[Begin Supplied text]
What Is Data Scraping?
Data scraping, also known as web scraping, is the process of importing information from a website into a spreadsheet or local file saved on your computer. It’s one of the most efficient ways to get data from the web, and in some cases to channel that data to another website. Popular uses of data scraping include:
- Research for web content/business intelligence
- Pricing for travel booker sites/price comparison sites
- Finding sales leads/conducting market research by crawling public data sources (e.g. Yell and Twitter)
- Sending product data from an e-commerce site to another online vendor (e.g. Google Shopping)
And that list’s just scratching the surface. Data scraping has a vast number of applications – it’s useful in just about any case where data needs to be moved from one place to another.
The basics of data scraping are relatively easy to master. Let’s go through how to set up a simple data scraping action using Excel.
Data Scraping with dynamic web queries in Microsoft Excel
Setting up a dynamic web query in Microsoft Excel is an easy, versatile data scraping method that enables you to set up a data feed from an external website (or multiple websites) into a spreadsheet.
Watch this excellent tutorial video to learn how to import data from the web to Excel – or, if you prefer, use the written instructions below:
- Open a new workbook in Excel
- Click the cell you want to import data into
- Click the ‘Data’ tab
- Click ‘Get external data’
- Click the ‘From web’ symbol
- Note the little yellow arrows that appear to the top-left of web page and alongside certain content
- Paste the URL of the web page you want to import data from into the address bar (we recommend choosing a site where data is shown in tables)
- Click ‘Go’
- Click the yellow arrow next to the data you wish to import
- Click ‘Import’
- An ‘Import data’ dialogue box pops up
- Click ‘OK’ (or change the cell selection, if you like)
If you’ve followed these steps, you should now be able to see the data from the website set out in your spreadsheet.
The great thing about dynamic web queries is that they don’t just import data into your spreadsheet as a one-off operation – they feed it in, meaning the spreadsheet is regularly updated with the latest version of the data, as it appears on the source website. That’s why we call them dynamic.
[End Supplied text]
[Begin Data for the task]
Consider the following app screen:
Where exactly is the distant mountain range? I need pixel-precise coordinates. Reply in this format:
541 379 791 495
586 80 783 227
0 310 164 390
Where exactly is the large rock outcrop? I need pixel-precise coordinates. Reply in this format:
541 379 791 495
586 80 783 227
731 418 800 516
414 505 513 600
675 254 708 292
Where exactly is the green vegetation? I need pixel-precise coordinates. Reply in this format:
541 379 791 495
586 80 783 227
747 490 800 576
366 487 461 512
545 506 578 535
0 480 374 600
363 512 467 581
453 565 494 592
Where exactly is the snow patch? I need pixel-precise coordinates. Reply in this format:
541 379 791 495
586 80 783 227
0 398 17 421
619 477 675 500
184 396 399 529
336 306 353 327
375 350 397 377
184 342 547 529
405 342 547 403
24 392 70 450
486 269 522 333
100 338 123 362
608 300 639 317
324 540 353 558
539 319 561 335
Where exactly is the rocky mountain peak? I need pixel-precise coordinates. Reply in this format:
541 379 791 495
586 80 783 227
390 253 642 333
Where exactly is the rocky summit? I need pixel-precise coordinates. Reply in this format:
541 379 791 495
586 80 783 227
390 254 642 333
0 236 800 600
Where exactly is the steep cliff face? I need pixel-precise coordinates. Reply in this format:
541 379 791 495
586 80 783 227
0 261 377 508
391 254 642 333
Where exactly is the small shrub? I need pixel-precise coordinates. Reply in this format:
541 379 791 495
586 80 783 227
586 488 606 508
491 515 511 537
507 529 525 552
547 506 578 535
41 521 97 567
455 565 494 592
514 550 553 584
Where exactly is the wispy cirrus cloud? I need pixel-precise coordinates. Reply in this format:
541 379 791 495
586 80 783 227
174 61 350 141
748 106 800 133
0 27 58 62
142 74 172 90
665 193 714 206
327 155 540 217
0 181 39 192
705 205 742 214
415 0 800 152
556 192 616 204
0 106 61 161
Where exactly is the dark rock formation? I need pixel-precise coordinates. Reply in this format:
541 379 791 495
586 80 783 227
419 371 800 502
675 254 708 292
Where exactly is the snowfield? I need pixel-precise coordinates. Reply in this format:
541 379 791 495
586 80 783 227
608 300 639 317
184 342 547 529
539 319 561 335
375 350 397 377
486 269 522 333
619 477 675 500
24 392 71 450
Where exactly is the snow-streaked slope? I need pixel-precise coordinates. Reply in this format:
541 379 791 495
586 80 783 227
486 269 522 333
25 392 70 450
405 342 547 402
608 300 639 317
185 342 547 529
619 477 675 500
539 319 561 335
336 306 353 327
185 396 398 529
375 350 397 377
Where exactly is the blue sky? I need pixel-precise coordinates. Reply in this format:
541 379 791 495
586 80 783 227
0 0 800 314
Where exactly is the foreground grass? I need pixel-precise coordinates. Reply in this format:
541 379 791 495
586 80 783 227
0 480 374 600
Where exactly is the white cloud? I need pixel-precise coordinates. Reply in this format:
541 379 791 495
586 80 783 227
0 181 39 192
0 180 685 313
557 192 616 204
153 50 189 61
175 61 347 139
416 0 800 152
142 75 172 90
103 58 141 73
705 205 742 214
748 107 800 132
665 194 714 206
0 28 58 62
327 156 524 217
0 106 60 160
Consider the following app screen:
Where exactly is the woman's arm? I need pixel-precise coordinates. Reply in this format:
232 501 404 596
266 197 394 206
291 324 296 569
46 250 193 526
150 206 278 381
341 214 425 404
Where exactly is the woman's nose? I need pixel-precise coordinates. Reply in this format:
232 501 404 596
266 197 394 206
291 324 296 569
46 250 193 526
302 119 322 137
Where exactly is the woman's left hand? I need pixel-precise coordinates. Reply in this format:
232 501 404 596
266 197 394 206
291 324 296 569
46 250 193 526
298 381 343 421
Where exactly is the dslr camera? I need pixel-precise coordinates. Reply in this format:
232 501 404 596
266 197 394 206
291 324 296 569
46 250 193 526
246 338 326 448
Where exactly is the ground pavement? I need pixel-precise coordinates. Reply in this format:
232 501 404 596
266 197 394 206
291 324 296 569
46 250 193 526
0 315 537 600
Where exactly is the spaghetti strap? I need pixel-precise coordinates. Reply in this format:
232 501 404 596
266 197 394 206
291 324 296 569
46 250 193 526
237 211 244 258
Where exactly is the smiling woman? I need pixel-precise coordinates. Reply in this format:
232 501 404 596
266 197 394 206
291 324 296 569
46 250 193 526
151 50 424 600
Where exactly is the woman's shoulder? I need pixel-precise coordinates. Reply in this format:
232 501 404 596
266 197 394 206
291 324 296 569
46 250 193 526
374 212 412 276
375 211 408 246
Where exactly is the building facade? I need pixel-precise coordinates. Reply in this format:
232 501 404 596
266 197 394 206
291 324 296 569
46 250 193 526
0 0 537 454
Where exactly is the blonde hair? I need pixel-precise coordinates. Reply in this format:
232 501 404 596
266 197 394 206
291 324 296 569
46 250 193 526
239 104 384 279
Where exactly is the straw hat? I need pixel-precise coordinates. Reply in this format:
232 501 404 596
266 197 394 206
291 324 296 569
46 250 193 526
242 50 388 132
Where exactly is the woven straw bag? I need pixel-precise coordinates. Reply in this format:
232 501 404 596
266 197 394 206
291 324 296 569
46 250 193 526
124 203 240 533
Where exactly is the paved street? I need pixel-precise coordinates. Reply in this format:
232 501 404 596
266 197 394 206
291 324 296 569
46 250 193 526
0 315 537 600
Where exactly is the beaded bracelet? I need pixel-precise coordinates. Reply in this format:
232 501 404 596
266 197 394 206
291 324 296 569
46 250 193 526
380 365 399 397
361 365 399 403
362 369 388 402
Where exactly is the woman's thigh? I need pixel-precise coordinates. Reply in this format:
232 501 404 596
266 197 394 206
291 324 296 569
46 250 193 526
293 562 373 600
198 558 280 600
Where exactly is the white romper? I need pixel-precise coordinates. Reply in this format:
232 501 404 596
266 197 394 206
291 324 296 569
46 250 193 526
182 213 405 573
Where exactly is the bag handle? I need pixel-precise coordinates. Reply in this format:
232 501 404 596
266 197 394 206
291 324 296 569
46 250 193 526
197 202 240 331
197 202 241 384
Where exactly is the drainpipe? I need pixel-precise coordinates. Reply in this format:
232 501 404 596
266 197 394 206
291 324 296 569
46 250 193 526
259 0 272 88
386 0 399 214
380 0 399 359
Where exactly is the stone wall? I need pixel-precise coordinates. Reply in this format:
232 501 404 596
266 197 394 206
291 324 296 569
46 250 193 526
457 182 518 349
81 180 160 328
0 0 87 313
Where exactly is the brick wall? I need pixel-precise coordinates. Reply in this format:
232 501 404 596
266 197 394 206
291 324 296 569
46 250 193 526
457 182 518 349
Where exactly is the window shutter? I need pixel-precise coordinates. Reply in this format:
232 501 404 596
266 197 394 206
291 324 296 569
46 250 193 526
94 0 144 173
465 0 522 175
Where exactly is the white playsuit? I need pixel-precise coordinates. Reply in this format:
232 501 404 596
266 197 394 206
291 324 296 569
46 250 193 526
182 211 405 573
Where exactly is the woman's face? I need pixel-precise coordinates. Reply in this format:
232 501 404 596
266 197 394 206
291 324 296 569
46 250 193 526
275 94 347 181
[End Data for the task]
__Directive A__:
In the page on data scraping, which tab do you click before clicking 'Get external data'?
__Directive B__:
Retype the lines of the data list word for word, starting at the line containing "Where exactly is the paved" and ending at the line containing "362 369 388 402".

__Expected output A__:
The 'Data' tab.

__Expected output B__:
Where exactly is the paved street? I need pixel-precise coordinates. Reply in this format:
232 501 404 596
266 197 394 206
291 324 296 569
46 250 193 526
0 315 537 600
Where exactly is the beaded bracelet? I need pixel-precise coordinates. Reply in this format:
232 501 404 596
266 197 394 206
291 324 296 569
46 250 193 526
380 365 399 397
361 365 399 403
362 369 388 402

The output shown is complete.